*** The input Section Begins ***

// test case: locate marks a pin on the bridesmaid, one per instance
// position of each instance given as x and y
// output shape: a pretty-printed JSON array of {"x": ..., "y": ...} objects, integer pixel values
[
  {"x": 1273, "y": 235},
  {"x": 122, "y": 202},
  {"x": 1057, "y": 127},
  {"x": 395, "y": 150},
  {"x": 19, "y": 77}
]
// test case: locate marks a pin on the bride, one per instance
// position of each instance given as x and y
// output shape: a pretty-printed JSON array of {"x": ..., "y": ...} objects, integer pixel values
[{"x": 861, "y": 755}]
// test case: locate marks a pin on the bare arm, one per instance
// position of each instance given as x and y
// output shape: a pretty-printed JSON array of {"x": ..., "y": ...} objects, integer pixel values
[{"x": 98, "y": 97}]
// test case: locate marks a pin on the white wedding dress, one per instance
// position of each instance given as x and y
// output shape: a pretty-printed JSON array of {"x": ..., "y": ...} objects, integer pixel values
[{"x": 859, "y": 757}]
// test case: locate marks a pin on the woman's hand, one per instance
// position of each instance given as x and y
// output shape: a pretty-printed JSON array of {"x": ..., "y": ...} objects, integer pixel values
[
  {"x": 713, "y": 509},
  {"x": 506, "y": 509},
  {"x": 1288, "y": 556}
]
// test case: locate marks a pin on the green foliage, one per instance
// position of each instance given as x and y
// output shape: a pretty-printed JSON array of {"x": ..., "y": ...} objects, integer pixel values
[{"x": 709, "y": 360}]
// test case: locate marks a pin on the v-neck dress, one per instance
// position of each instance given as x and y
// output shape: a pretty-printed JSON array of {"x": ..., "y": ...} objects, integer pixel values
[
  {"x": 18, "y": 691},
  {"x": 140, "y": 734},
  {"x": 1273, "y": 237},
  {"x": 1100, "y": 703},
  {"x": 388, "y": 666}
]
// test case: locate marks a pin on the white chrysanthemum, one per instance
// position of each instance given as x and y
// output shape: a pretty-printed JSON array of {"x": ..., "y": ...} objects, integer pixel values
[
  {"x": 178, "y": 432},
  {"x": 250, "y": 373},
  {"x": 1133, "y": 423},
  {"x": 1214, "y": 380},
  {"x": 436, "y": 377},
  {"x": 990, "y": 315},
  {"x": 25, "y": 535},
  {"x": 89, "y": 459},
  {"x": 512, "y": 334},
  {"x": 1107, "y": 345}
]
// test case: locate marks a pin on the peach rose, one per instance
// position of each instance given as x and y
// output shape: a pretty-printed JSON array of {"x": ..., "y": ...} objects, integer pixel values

*** The input Section Ends ***

The problem = Copy every line where the word "test" is present in the entries above.

Your solution =
// test case: locate marks a pin on the bridesmaid, one per instance
// test case: locate marks a pin on the bride, one per instance
// test case: locate marks a pin on the bare arm, one per instance
// test case: locate marks a pin on the white wedding dress, one per instance
// test case: locate marks a pin on the woman's hand, one per instance
// test case: locate marks a pin on the green foliage, one per instance
// test case: locate marks a pin on the v-neck dress, one per instance
// test case: locate marks a pin on the white chrysanthemum, one per instance
// test case: locate marks a pin on the peach rose, one per instance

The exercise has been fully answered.